Problem details:
Copy the lines from the start of the entries through the line containing "box: [528, 68, 588, 186]", including both ends. Leave the pictures out of your copy.

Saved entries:
════════════════
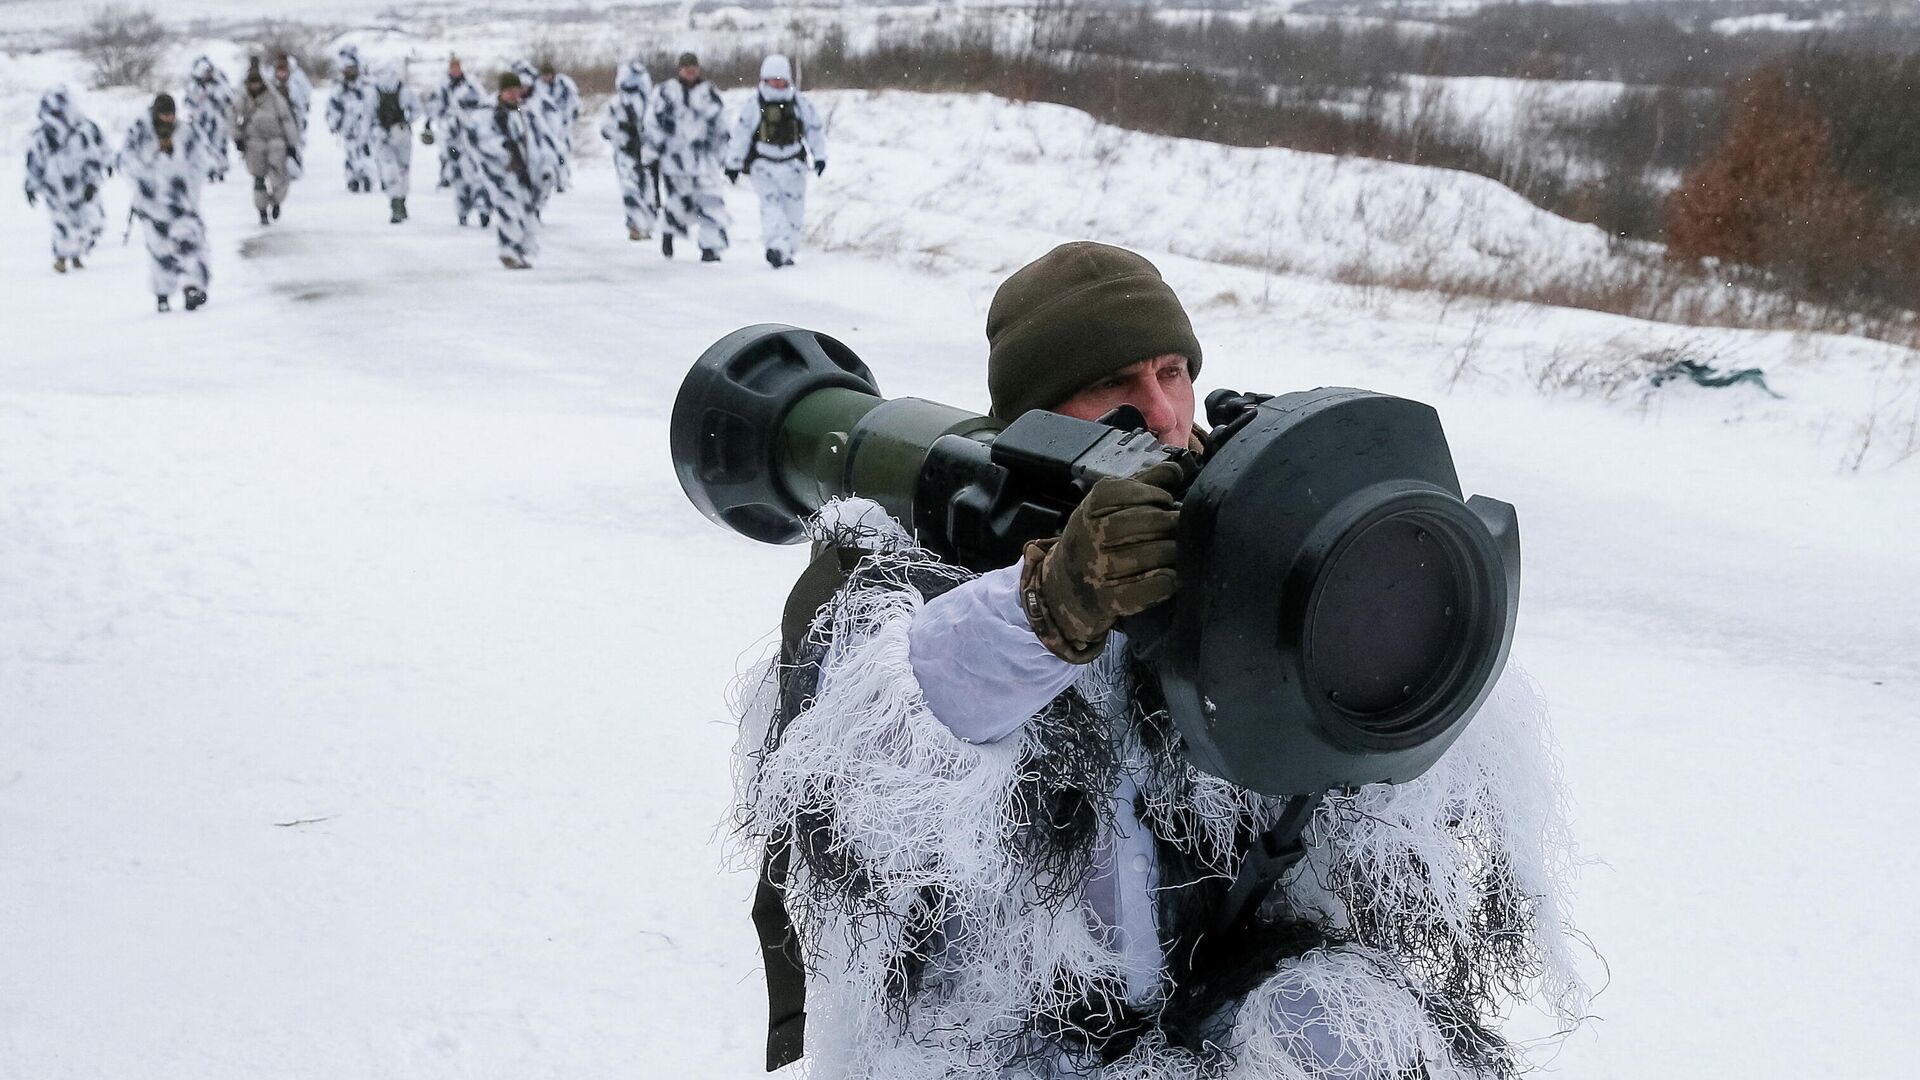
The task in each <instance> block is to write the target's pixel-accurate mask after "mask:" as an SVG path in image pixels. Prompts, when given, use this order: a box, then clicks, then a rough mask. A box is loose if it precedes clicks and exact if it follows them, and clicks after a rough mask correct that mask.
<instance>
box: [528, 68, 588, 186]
mask: <svg viewBox="0 0 1920 1080" xmlns="http://www.w3.org/2000/svg"><path fill="white" fill-rule="evenodd" d="M513 73H515V75H518V77H520V115H522V117H526V131H528V133H530V135H532V136H534V142H536V144H538V150H540V156H541V158H545V160H547V163H549V165H551V169H553V179H551V181H549V183H547V186H545V190H541V192H540V204H541V206H545V204H547V198H549V196H553V192H566V190H568V188H572V186H574V169H572V140H574V125H572V121H574V119H576V117H578V115H580V111H578V106H574V113H572V117H568V113H566V106H564V102H563V100H561V92H559V90H557V88H555V86H547V85H545V83H541V81H540V73H538V71H536V69H534V65H532V63H528V61H526V60H520V61H516V63H515V65H513ZM566 83H568V85H572V79H568V81H566ZM555 85H559V79H555ZM578 96H580V94H578V90H576V92H574V98H576V100H578Z"/></svg>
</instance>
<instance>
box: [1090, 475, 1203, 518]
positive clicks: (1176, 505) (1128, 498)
mask: <svg viewBox="0 0 1920 1080" xmlns="http://www.w3.org/2000/svg"><path fill="white" fill-rule="evenodd" d="M1081 505H1083V507H1087V513H1089V515H1091V517H1104V515H1110V513H1116V511H1121V509H1129V507H1137V505H1150V507H1160V509H1173V507H1177V505H1179V503H1177V502H1175V498H1173V494H1171V492H1167V490H1165V488H1154V486H1148V484H1139V482H1135V480H1123V479H1117V477H1108V479H1104V480H1100V482H1096V484H1094V486H1092V488H1091V490H1089V492H1087V498H1085V500H1081Z"/></svg>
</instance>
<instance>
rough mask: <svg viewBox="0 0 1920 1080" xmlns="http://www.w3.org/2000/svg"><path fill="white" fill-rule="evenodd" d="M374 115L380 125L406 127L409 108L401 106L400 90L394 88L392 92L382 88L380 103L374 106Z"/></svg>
mask: <svg viewBox="0 0 1920 1080" xmlns="http://www.w3.org/2000/svg"><path fill="white" fill-rule="evenodd" d="M372 115H374V119H376V121H378V123H380V127H405V123H407V110H403V108H399V90H394V92H392V94H388V92H386V90H380V104H378V108H374V113H372Z"/></svg>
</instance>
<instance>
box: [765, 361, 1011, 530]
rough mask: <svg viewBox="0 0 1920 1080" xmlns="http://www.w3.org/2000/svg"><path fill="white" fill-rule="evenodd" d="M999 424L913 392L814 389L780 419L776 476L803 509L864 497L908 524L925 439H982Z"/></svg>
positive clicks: (993, 431) (995, 427)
════════════════
Result of the exercise:
The task in each <instance> block is to write the target's pixel-accurate mask after "mask:" as an SVG path in image pixels. Prompts, when given, use this order: a box, then clicks, then a rough mask. A box is loose if it precedes clicks and exact if it follows them, and clicks after a rough mask correct that mask.
<instance>
box: [528, 68, 588, 186]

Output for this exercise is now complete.